# Task goal
Copy the lines below exactly as they appear, covering every record.

A run of records:
###
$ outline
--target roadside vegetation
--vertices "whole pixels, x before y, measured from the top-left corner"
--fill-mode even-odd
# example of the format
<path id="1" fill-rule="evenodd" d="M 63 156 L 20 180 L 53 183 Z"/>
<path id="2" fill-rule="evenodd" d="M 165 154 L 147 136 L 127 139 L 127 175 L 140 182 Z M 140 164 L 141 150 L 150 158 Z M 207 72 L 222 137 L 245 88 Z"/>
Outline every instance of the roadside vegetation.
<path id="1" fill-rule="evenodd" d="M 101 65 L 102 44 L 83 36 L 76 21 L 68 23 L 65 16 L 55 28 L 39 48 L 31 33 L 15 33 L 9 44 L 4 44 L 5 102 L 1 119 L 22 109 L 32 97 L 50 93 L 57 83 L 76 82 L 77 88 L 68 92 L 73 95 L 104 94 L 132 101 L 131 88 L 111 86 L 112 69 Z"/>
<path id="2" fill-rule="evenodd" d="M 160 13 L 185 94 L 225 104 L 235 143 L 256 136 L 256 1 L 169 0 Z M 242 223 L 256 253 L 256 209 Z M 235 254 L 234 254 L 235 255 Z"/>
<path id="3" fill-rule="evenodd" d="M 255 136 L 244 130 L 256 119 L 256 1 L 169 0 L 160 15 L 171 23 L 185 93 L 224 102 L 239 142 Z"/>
###
# Exercise answer
$ outline
--target roadside vegetation
--vertices "whole pixels, x before y, measured from the top-left corner"
--fill-mode even-odd
# example of the format
<path id="1" fill-rule="evenodd" d="M 63 156 L 20 180 L 53 183 Z"/>
<path id="2" fill-rule="evenodd" d="M 165 154 L 147 136 L 127 139 L 127 175 L 140 182 Z M 140 164 L 141 150 L 150 158 Z M 207 72 L 222 137 L 245 88 Z"/>
Outline every instance of the roadside vegetation.
<path id="1" fill-rule="evenodd" d="M 101 65 L 102 44 L 83 36 L 76 21 L 68 23 L 65 16 L 55 28 L 39 48 L 31 33 L 15 33 L 9 44 L 4 44 L 5 102 L 1 119 L 22 109 L 32 97 L 50 93 L 57 83 L 76 82 L 77 88 L 68 92 L 73 95 L 104 94 L 132 101 L 131 88 L 111 86 L 112 69 Z"/>
<path id="2" fill-rule="evenodd" d="M 160 13 L 185 94 L 225 104 L 235 143 L 256 136 L 256 1 L 169 0 Z M 242 223 L 256 253 L 256 209 Z M 235 254 L 234 254 L 235 255 Z"/>
<path id="3" fill-rule="evenodd" d="M 255 136 L 244 130 L 256 119 L 256 1 L 169 0 L 160 15 L 171 23 L 185 93 L 224 102 L 239 142 Z"/>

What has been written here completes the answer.